● **Data excerpts**

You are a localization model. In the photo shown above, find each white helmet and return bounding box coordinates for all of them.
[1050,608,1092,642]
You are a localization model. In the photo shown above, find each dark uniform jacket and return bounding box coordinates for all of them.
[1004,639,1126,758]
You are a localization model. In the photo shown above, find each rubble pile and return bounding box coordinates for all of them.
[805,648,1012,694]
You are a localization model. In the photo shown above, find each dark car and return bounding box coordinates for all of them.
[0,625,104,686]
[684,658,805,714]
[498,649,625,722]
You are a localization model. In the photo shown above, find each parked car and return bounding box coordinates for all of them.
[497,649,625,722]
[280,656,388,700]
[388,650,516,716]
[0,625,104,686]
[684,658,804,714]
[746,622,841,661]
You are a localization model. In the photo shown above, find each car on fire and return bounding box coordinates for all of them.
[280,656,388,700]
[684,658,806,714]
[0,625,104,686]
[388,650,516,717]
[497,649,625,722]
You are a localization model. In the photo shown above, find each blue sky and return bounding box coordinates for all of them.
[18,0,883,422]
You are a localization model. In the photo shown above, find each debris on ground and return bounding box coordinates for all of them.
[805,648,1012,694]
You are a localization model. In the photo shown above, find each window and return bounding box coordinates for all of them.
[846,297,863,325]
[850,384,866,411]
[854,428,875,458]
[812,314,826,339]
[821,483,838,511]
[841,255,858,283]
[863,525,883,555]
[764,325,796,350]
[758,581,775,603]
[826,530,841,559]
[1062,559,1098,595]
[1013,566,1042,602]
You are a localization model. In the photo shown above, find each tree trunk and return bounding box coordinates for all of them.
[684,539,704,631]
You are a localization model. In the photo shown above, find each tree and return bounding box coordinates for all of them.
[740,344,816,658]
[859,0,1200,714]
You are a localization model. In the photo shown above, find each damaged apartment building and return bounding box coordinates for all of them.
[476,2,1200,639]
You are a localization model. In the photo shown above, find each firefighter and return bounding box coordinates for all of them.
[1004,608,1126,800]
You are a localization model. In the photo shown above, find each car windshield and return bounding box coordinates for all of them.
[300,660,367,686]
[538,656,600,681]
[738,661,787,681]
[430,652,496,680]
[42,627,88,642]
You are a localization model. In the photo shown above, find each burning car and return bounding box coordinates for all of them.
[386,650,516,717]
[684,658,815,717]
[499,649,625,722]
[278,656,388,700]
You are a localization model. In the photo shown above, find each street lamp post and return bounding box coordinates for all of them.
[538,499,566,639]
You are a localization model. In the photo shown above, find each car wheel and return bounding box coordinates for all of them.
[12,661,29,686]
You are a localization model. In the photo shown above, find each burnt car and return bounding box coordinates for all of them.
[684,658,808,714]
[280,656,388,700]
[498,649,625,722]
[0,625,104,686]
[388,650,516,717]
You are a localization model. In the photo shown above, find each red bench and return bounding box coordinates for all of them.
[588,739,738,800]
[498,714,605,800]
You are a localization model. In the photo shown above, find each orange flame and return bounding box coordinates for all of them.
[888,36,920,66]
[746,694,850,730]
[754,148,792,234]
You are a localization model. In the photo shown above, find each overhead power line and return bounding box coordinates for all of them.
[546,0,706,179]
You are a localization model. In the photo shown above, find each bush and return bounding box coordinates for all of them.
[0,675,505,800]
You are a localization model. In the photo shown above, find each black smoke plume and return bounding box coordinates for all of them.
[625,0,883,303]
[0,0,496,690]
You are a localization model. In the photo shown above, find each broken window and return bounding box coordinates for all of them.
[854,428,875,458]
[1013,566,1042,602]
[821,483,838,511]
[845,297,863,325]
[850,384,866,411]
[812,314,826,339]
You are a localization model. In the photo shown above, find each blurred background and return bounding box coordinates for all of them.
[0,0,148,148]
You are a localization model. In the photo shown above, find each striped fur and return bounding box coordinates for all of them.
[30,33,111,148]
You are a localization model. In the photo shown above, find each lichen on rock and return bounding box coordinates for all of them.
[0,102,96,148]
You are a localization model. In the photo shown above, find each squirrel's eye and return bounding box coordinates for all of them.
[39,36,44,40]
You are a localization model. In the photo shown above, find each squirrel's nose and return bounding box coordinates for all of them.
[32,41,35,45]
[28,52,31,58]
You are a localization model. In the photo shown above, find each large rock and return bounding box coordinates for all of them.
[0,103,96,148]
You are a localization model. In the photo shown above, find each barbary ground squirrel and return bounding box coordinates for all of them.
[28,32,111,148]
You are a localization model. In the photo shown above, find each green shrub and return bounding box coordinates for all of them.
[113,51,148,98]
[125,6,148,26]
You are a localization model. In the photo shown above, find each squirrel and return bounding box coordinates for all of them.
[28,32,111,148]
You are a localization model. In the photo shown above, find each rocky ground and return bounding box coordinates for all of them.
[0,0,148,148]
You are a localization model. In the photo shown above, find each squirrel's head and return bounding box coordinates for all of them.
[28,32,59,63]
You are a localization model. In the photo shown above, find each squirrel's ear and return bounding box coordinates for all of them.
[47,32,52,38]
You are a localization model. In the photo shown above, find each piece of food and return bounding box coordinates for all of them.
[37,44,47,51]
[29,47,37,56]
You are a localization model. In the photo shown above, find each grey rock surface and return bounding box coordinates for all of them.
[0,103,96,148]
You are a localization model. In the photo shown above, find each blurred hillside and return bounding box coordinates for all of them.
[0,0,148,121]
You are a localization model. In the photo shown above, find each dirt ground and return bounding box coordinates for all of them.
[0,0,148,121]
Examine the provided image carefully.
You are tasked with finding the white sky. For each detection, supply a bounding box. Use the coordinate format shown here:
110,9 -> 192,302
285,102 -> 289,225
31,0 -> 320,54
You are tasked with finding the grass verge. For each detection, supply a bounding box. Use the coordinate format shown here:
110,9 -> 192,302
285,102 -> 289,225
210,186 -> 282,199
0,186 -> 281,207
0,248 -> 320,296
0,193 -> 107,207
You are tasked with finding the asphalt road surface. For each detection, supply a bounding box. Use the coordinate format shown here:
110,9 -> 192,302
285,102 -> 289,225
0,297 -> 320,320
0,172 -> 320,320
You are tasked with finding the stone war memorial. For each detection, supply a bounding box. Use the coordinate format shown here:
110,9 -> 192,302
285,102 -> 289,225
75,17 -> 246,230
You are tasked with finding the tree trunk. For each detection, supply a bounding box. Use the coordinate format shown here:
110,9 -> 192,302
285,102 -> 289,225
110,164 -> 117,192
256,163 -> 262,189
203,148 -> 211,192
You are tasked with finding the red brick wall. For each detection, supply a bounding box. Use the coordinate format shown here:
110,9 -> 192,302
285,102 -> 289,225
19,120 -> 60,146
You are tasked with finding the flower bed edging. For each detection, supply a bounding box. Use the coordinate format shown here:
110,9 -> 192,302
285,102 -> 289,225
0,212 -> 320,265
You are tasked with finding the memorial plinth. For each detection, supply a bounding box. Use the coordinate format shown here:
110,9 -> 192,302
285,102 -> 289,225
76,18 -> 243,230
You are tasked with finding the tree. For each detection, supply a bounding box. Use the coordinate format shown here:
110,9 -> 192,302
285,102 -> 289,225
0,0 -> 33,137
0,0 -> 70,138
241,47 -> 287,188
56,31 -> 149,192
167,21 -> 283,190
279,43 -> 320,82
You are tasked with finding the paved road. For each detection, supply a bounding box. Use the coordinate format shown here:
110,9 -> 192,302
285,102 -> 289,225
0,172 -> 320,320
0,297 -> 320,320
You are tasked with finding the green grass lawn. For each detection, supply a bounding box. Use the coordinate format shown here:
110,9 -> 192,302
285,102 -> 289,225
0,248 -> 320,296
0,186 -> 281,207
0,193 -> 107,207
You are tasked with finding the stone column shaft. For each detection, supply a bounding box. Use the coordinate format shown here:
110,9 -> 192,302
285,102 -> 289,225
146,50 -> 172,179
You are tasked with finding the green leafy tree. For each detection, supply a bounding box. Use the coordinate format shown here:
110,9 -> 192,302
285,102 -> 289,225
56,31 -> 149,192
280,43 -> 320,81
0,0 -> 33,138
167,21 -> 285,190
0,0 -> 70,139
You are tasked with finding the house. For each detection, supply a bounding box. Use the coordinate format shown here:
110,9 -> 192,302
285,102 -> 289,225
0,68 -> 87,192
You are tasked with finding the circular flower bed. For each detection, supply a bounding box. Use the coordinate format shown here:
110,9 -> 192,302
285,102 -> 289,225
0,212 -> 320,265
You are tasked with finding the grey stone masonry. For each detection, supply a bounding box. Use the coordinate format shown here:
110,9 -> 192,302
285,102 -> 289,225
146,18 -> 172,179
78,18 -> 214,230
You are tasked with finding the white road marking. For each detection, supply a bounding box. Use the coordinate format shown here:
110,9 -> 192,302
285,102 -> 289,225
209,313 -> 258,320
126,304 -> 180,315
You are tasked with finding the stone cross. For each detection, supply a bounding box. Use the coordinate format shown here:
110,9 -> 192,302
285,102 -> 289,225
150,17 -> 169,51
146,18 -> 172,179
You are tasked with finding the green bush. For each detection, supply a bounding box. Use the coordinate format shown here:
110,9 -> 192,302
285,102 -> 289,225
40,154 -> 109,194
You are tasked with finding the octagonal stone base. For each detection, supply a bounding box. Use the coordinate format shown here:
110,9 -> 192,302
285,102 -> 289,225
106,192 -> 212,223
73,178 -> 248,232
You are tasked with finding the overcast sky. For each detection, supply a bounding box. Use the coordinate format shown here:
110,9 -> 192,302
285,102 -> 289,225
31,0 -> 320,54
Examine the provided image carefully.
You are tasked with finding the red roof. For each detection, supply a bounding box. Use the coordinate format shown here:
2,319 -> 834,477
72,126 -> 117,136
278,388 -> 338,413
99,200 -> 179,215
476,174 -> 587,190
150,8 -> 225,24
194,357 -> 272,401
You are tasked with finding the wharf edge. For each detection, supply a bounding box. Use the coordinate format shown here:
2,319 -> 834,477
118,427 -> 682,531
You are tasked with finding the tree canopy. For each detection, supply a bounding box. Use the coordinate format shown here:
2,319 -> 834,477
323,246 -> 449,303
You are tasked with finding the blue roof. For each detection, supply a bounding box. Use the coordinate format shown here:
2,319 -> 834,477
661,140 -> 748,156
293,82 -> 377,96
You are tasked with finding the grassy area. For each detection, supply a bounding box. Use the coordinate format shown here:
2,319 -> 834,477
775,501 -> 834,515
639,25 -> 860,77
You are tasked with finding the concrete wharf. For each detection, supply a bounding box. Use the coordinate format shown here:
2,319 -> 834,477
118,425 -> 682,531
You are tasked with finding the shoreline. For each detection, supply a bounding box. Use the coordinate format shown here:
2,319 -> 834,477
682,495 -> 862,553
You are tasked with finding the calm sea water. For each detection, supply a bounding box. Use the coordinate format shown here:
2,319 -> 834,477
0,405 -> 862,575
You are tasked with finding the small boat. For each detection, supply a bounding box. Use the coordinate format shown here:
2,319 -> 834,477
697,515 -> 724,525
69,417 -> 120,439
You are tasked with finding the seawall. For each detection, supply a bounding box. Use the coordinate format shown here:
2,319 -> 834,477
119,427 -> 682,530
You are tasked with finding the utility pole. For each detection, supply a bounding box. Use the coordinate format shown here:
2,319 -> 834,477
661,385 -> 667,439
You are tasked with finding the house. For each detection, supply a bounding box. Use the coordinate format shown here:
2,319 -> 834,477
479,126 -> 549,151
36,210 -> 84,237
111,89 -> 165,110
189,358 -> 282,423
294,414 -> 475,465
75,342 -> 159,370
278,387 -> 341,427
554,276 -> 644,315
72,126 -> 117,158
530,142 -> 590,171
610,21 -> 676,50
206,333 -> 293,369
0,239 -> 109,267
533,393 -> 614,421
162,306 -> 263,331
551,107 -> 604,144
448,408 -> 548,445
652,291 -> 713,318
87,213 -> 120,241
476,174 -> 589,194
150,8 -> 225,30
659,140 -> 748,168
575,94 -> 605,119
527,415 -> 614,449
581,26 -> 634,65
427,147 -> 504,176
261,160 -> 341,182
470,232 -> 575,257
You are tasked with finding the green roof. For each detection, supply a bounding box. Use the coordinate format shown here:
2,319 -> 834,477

● **Directions**
Rewrite the rows as a numbered list with blank lines dropped, starting with the line that contains "each dark car" and going on through the line that contains "[476,2,1200,639]", both included. List only those lines.

● **Solution to this task**
1. You are a localization model. In the photo shown above, find each dark car and return bounding box coordinates for all of them.
2. [0,625,104,686]
3. [684,658,805,714]
4. [498,649,625,722]
5. You are a localization model. In the photo shown above, find each parked car and return bounding box coordinates for all of them.
6. [497,649,625,722]
7. [280,656,388,700]
8. [388,650,516,716]
9. [0,625,104,686]
10. [684,658,804,714]
11. [746,622,841,661]
12. You are a localization model. In the photo shown above, find each car on fire and return bounding box coordinates for all of them.
13. [280,656,388,700]
14. [684,658,806,714]
15. [0,625,104,686]
16. [388,650,516,717]
17. [497,649,625,722]
18. You are a localization model. In the photo shown above, find each blue sky and return bounding box coordinates for all of them.
19. [18,0,883,422]
20. You are a localization model. In the photo shown above, find each debris on ground and return bounding box coordinates for all of them.
21. [805,648,1012,694]
22. You are a localization model. In the photo shown above, find each window and return bounding box coordinates for all of them.
23. [846,297,863,325]
24. [850,384,866,411]
25. [854,428,875,458]
26. [812,314,826,339]
27. [821,483,838,511]
28. [841,255,858,283]
29. [863,525,883,555]
30. [764,325,796,350]
31. [758,581,775,603]
32. [826,530,841,559]
33. [1062,559,1098,595]
34. [1013,566,1042,602]
35. You are a localization model. In the photo shown above, find each tree trunk and return bounding box coordinates for all of them.
36. [684,539,704,631]
37. You are a localization model. In the photo shown above, find each tree and return bounding box coordinates for all of them.
38. [740,344,816,658]
39. [859,0,1200,714]
40. You are a localization model. In the photo shown above, find each damaged apartment building and return bounding box coordinates for all of them.
41. [476,2,1200,639]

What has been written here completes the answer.